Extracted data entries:

---

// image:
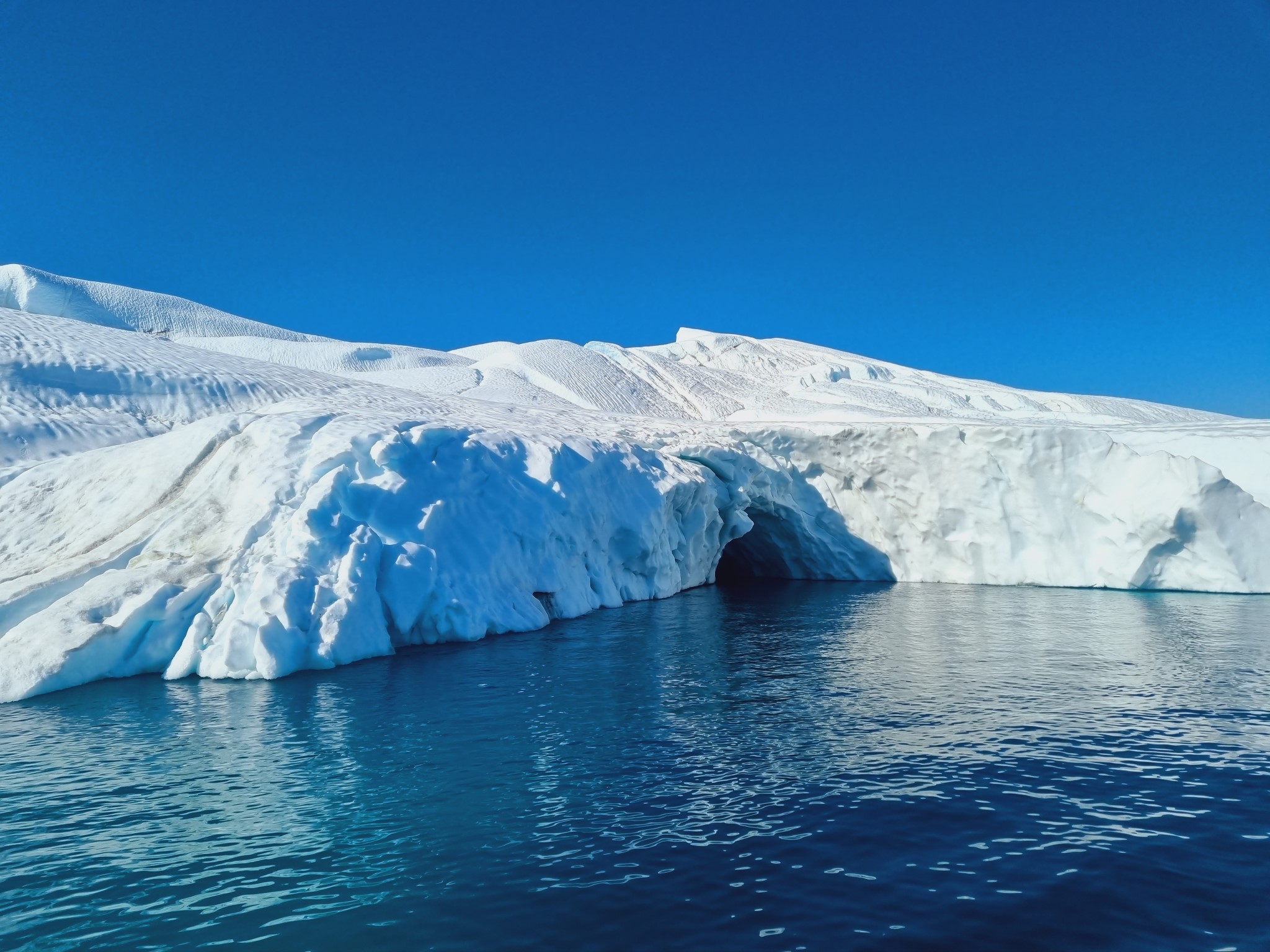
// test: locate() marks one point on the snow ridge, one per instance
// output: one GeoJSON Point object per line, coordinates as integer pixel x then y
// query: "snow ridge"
{"type": "Point", "coordinates": [184, 491]}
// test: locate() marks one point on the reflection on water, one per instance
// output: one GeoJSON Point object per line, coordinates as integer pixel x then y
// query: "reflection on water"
{"type": "Point", "coordinates": [799, 765]}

---

▸ **Work required**
Would you return all of the data above word for word, omitting every picture?

▸ **Result below**
// image:
// test: locate() marks one point on the snow ridge, one per instance
// output: one GeoJSON Point object per line, coordinates as integer pixel x then y
// query: "snow ridge"
{"type": "Point", "coordinates": [184, 491]}
// test: locate() marks one point on the reflection on water, one per instance
// output: one GeoJSON Point object per line, coordinates as integer pixel x then y
// query: "reflection on water"
{"type": "Point", "coordinates": [799, 765]}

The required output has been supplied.